Problem
Copy all the data exactly, except the pictures.

• • •

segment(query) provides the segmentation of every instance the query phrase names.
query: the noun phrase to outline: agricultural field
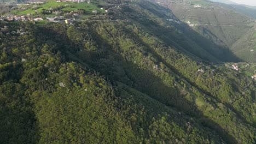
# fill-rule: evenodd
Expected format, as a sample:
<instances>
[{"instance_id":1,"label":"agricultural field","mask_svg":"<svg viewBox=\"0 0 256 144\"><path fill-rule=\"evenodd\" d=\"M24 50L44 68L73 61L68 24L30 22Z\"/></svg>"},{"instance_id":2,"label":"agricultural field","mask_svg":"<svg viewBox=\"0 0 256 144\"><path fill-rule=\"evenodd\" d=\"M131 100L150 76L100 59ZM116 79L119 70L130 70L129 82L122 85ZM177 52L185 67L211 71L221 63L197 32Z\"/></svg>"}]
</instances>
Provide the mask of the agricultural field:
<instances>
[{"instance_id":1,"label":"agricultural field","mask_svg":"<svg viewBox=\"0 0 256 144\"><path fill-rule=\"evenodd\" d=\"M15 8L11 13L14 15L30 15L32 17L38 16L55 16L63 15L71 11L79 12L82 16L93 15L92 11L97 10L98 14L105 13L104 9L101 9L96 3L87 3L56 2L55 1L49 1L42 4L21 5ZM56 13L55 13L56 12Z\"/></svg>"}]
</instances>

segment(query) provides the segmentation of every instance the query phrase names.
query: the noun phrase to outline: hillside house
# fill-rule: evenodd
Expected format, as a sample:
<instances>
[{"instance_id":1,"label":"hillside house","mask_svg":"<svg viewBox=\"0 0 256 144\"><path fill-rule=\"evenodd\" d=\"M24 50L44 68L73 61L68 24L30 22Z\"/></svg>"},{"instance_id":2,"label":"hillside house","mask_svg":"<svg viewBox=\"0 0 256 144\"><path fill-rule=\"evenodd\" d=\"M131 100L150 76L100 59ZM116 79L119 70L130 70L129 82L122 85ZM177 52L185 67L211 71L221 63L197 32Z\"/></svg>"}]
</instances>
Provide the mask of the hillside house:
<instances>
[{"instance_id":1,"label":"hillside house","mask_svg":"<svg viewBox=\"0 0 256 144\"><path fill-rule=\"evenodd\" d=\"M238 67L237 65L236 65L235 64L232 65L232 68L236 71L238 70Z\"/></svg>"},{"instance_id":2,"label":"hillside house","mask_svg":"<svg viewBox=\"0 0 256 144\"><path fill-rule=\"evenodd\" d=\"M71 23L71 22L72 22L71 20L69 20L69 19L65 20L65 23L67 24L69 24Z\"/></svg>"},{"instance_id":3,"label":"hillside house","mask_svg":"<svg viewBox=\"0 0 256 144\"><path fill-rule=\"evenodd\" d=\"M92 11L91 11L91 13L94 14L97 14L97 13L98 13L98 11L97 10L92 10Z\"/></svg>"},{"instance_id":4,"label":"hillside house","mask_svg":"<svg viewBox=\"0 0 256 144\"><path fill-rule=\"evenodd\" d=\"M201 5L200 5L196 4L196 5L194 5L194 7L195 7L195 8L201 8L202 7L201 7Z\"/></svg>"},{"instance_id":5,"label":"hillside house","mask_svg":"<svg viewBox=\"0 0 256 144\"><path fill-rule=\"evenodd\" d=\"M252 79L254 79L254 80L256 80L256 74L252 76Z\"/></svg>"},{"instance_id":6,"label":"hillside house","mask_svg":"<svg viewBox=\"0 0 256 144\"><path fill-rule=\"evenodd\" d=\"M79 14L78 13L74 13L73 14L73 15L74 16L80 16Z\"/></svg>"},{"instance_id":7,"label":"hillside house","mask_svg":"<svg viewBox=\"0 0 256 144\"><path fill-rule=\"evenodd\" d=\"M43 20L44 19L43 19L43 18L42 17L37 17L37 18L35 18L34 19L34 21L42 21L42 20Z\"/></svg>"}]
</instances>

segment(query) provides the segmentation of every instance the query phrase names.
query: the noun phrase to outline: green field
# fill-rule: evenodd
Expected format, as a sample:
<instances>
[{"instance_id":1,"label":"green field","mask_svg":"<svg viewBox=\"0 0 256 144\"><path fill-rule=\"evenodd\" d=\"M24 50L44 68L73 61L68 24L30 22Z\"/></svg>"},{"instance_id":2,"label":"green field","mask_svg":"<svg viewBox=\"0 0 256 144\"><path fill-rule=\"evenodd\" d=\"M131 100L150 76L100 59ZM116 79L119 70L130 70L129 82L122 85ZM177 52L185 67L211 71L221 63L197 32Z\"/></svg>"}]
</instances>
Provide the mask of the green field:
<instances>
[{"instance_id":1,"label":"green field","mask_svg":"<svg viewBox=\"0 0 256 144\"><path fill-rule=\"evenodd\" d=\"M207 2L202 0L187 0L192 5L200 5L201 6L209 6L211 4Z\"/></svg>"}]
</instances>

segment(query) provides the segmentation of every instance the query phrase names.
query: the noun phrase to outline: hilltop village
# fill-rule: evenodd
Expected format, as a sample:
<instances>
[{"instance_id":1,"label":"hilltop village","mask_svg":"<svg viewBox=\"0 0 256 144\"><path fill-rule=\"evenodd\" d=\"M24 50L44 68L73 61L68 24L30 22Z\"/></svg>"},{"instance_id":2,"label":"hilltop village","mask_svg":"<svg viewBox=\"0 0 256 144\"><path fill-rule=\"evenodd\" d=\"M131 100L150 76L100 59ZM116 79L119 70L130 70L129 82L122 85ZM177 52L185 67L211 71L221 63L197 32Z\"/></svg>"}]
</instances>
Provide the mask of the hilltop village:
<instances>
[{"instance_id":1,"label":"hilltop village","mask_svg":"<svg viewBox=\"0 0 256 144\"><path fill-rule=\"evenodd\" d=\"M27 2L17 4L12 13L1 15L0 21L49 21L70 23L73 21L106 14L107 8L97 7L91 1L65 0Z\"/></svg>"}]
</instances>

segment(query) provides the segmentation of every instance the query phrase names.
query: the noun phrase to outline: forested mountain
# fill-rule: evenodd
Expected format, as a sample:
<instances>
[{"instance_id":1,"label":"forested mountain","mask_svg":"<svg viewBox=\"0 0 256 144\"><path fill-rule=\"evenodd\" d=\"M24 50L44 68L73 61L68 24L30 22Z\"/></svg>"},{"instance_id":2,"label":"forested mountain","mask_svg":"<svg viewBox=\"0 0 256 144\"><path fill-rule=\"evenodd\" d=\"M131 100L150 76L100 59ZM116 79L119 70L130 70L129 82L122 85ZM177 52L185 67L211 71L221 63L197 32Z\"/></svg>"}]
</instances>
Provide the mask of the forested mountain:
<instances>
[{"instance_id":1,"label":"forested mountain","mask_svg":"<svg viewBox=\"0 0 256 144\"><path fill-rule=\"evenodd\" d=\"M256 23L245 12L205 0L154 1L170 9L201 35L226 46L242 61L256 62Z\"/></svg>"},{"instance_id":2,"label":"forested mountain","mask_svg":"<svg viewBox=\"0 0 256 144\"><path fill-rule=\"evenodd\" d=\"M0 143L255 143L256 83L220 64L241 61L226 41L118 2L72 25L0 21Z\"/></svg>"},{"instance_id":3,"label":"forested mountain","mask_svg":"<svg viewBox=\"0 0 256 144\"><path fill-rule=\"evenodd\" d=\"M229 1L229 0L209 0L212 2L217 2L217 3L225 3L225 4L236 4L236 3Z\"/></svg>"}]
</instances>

• • •

Result for this task
segment(query) provides the segmentation of every instance the query phrase names.
query: the noun phrase to outline: agricultural field
# fill-rule: evenodd
Expected format, as a sample:
<instances>
[{"instance_id":1,"label":"agricultural field","mask_svg":"<svg viewBox=\"0 0 256 144\"><path fill-rule=\"evenodd\" d=\"M24 50L44 68L73 61L68 24L30 22Z\"/></svg>"},{"instance_id":2,"label":"agricultural field","mask_svg":"<svg viewBox=\"0 0 256 144\"><path fill-rule=\"evenodd\" d=\"M131 100L150 76L100 59ZM116 79L119 70L130 70L129 82L122 85ZM177 52L185 67L211 71L221 63L197 32Z\"/></svg>"}]
</instances>
Provide the mask of the agricultural field:
<instances>
[{"instance_id":1,"label":"agricultural field","mask_svg":"<svg viewBox=\"0 0 256 144\"><path fill-rule=\"evenodd\" d=\"M15 8L11 13L14 15L30 15L32 17L38 16L55 16L63 15L71 11L79 12L82 16L93 15L92 11L97 10L98 14L105 13L104 9L101 9L96 3L87 3L56 2L55 1L49 1L42 4L21 5ZM56 13L55 13L56 12Z\"/></svg>"}]
</instances>

segment(query) provides the segmentation of every instance the query phrase names.
query: the noun phrase to outline: hillside house
# fill-rule: evenodd
Expected format, as a sample:
<instances>
[{"instance_id":1,"label":"hillside house","mask_svg":"<svg viewBox=\"0 0 256 144\"><path fill-rule=\"evenodd\" d=\"M24 50L44 68L73 61L68 24L30 22Z\"/></svg>"},{"instance_id":2,"label":"hillside house","mask_svg":"<svg viewBox=\"0 0 256 144\"><path fill-rule=\"evenodd\" d=\"M131 100L150 76L100 59ZM116 79L119 70L130 70L129 82L122 85ZM177 52L185 67L211 71L221 63L197 32Z\"/></svg>"}]
</instances>
Provide the mask of the hillside house:
<instances>
[{"instance_id":1,"label":"hillside house","mask_svg":"<svg viewBox=\"0 0 256 144\"><path fill-rule=\"evenodd\" d=\"M238 67L237 65L236 65L235 64L232 65L232 68L236 71L238 70Z\"/></svg>"},{"instance_id":2,"label":"hillside house","mask_svg":"<svg viewBox=\"0 0 256 144\"><path fill-rule=\"evenodd\" d=\"M71 23L71 22L72 22L71 20L69 20L69 19L65 20L65 23L67 24L69 24Z\"/></svg>"},{"instance_id":3,"label":"hillside house","mask_svg":"<svg viewBox=\"0 0 256 144\"><path fill-rule=\"evenodd\" d=\"M92 11L91 11L91 13L94 14L97 14L97 13L98 13L98 11L97 10L92 10Z\"/></svg>"},{"instance_id":4,"label":"hillside house","mask_svg":"<svg viewBox=\"0 0 256 144\"><path fill-rule=\"evenodd\" d=\"M201 5L200 5L196 4L196 5L194 5L194 7L195 7L195 8L201 8L202 7L201 7Z\"/></svg>"},{"instance_id":5,"label":"hillside house","mask_svg":"<svg viewBox=\"0 0 256 144\"><path fill-rule=\"evenodd\" d=\"M252 79L254 79L254 80L256 80L256 74L252 76Z\"/></svg>"},{"instance_id":6,"label":"hillside house","mask_svg":"<svg viewBox=\"0 0 256 144\"><path fill-rule=\"evenodd\" d=\"M79 14L78 13L74 13L73 14L73 15L74 16L80 16Z\"/></svg>"},{"instance_id":7,"label":"hillside house","mask_svg":"<svg viewBox=\"0 0 256 144\"><path fill-rule=\"evenodd\" d=\"M43 20L44 19L43 19L43 18L42 17L37 17L37 18L35 18L34 19L34 21L42 21L42 20Z\"/></svg>"}]
</instances>

segment(query) provides the segmentation of every instance the query phrase names.
query: the noun phrase to outline: green field
# fill-rule: evenodd
Expected format, as a sample:
<instances>
[{"instance_id":1,"label":"green field","mask_svg":"<svg viewBox=\"0 0 256 144\"><path fill-rule=\"evenodd\" d=\"M24 50L44 68L73 61L68 24L30 22Z\"/></svg>"},{"instance_id":2,"label":"green field","mask_svg":"<svg viewBox=\"0 0 256 144\"><path fill-rule=\"evenodd\" d=\"M131 100L150 76L100 59ZM116 79L119 70L130 70L129 82L122 85ZM177 52L185 67L211 71L221 63L197 32Z\"/></svg>"}]
</instances>
Provide the mask of the green field:
<instances>
[{"instance_id":1,"label":"green field","mask_svg":"<svg viewBox=\"0 0 256 144\"><path fill-rule=\"evenodd\" d=\"M207 2L202 0L187 0L192 5L200 5L201 6L209 6L211 4Z\"/></svg>"}]
</instances>

segment(query) provides the segmentation of every instance the query phrase names.
query: the noun phrase to outline: hilltop village
# fill-rule: evenodd
Expected format, as a sample:
<instances>
[{"instance_id":1,"label":"hilltop village","mask_svg":"<svg viewBox=\"0 0 256 144\"><path fill-rule=\"evenodd\" d=\"M24 50L44 68L73 61L68 24L30 22Z\"/></svg>"},{"instance_id":2,"label":"hilltop village","mask_svg":"<svg viewBox=\"0 0 256 144\"><path fill-rule=\"evenodd\" d=\"M131 100L150 76L100 59ZM116 79L119 70L130 70L129 82L122 85ZM177 52L185 67L211 71L221 63L197 32Z\"/></svg>"}]
</instances>
Provide the mask of the hilltop village:
<instances>
[{"instance_id":1,"label":"hilltop village","mask_svg":"<svg viewBox=\"0 0 256 144\"><path fill-rule=\"evenodd\" d=\"M27 2L17 4L12 13L1 15L0 21L49 21L70 23L73 21L106 14L107 8L97 7L91 1L65 0Z\"/></svg>"}]
</instances>

segment(query) provides the segmentation of every instance the query phrase names.
query: the noun phrase to outline: forested mountain
# fill-rule: evenodd
Expected format, as a sample:
<instances>
[{"instance_id":1,"label":"forested mountain","mask_svg":"<svg viewBox=\"0 0 256 144\"><path fill-rule=\"evenodd\" d=\"M24 50L44 68L73 61L68 24L30 22Z\"/></svg>"},{"instance_id":2,"label":"forested mountain","mask_svg":"<svg viewBox=\"0 0 256 144\"><path fill-rule=\"evenodd\" d=\"M131 100L150 76L100 59ZM116 79L119 70L130 70L129 82L122 85ZM177 52L185 67L211 71L221 63L197 32Z\"/></svg>"}]
</instances>
Provide the mask of the forested mountain:
<instances>
[{"instance_id":1,"label":"forested mountain","mask_svg":"<svg viewBox=\"0 0 256 144\"><path fill-rule=\"evenodd\" d=\"M256 23L245 12L205 0L154 1L170 9L201 35L226 46L242 61L256 62Z\"/></svg>"},{"instance_id":2,"label":"forested mountain","mask_svg":"<svg viewBox=\"0 0 256 144\"><path fill-rule=\"evenodd\" d=\"M0 143L255 143L256 83L220 64L241 61L226 41L118 2L72 25L0 21Z\"/></svg>"},{"instance_id":3,"label":"forested mountain","mask_svg":"<svg viewBox=\"0 0 256 144\"><path fill-rule=\"evenodd\" d=\"M229 1L229 0L209 0L212 2L217 2L217 3L225 3L225 4L236 4L236 3Z\"/></svg>"}]
</instances>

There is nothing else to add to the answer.